First foreign matter capturing unit 51 is provided on a route of first flow path 41, of first flow path 41 and second flow path 42. First foreign matter capturing unit 51 is provided on the route of first flow path 41, not on a route of second flow path 42. First foreign matter capturing unit 51 is not provided on the route of second flow path 42. First foreign matter capturing unit 51 is provided more downstream of the coolant flow formed in first flow path 41 than first pump 31.

First foreign matter capturing unit 51 has a filtration filter 52. Filtration filter 52 is formed of a net-like mesh body in which fine holes are arranged. Filtration filter 52 is detachably attached to a main body of first foreign matter capturing unit 51. First foreign matter capturing unit 51 captures a foreign matter such as chips or sludge contained in the coolant flowing through first flow path 41, using filtration filter 52. More specifically, the coolant flowing through first flow path 41 passes through filtration filter 52. At this time, a foreign matter that is smaller than the mesh of filtration filter 52 cannot pass through filtration filter 52, and thus, is separated from the coolant.

Second foreign matter capturing unit 56 is provided on the route of second flow path 42. Second foreign matter capturing unit 56 is provided more downstream of the coolant flow formed in second flow path 42 than second pump 32.

Second foreign matter capturing unit 56 captures a foreign matter such as chips or sludge contained in the coolant flowing through second flow path 42. Second foreign matter capturing unit 56 is a filterless-type foreign matter capturing unit that does not have a filtration filter. Second foreign matter capturing unit 56 is a cyclone separator that captures a foreign matter using the centrifugal force. More specifically, the coolant introduced into second foreign matter capturing unit 56 flows through a downwardly tapering conical space along a circumferential direction thereof. During this time, the foreign matter contained in the coolant is gathered on a circumferential wall portion of the conical space due to the centrifugal force, and sinks downward while moving in the circumferential direction, and is separated from the coolant.

The type of second foreign matter capturing unit 56 is not particularly limited as long as second foreign matter capturing unit 56 is of filterless type. Second foreign matter capturing unit 56 may be a centrifugal separator that captures a foreign matter using the centrifugal force similarly to the cyclone separator and is larger in size than the cyclone separator. When a machining target in machining area 260 is a workpiece made of iron, second foreign matter capturing unit 56 may be a magnet separator that captures a foreign matter using the magnetic force.

» **SUPPLIED ENTRIES**
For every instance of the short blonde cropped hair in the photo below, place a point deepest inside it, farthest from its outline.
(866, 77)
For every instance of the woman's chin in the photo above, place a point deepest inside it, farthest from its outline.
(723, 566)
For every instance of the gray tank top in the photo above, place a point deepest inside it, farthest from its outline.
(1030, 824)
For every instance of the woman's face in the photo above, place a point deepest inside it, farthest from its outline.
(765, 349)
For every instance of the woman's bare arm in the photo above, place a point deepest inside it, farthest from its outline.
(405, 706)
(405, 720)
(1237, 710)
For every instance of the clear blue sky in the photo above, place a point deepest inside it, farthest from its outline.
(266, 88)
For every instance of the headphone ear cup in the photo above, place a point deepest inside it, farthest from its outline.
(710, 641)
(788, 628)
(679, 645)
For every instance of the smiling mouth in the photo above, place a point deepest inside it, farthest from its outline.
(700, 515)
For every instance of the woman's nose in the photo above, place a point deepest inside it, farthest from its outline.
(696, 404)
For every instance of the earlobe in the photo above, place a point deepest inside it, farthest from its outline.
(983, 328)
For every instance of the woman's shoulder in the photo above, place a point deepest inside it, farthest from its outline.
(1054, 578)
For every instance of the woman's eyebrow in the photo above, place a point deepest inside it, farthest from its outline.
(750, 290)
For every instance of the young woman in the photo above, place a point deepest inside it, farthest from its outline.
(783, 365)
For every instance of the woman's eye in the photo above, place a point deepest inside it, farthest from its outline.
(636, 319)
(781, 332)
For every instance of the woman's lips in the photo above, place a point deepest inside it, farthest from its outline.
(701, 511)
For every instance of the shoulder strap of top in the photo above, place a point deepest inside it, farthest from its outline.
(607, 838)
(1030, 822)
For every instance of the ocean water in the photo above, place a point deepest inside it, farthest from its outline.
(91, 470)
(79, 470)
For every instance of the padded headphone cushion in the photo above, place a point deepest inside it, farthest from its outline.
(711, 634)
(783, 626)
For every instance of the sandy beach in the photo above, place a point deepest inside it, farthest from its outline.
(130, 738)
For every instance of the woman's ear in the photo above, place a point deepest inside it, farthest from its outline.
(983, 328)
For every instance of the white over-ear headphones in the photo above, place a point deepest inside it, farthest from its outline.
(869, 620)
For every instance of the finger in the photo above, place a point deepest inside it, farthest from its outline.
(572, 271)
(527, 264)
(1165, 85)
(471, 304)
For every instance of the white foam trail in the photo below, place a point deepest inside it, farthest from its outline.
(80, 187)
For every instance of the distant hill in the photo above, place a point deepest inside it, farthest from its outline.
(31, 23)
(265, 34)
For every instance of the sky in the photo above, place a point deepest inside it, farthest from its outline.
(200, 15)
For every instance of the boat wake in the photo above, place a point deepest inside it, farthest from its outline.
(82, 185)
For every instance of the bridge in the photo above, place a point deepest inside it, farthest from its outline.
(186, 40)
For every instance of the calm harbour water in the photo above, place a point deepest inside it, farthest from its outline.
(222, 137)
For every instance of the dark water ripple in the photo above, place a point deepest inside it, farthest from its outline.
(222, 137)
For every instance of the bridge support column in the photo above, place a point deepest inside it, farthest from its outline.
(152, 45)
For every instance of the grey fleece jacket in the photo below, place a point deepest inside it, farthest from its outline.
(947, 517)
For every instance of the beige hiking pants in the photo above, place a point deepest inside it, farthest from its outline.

» **PARTS OF THE EXERCISE**
(a) According to the passage on coolant foreign matter capturing units, what kind of separator is second foreign matter capturing unit 56?
(b) Repeat the stretch of the passage on coolant foreign matter capturing units from "The type of" through "the magnetic force.".
Answer from the passage on coolant foreign matter capturing units only, not from the data.

» **SOLUTIONS TO THE PROBLEMS**
(a) It is a cyclone separator that captures foreign matter using centrifugal force.

(b)
The type of second foreign matter capturing unit 56 is not particularly limited as long as second foreign matter capturing unit 56 is of filterless type. Second foreign matter capturing unit 56 may be a centrifugal separator that captures a foreign matter using the centrifugal force similarly to the cyclone separator and is larger in size than the cyclone separator. When a machining target in machining area 260 is a workpiece made of iron, second foreign matter capturing unit 56 may be a magnet separator that captures a foreign matter using the magnetic force.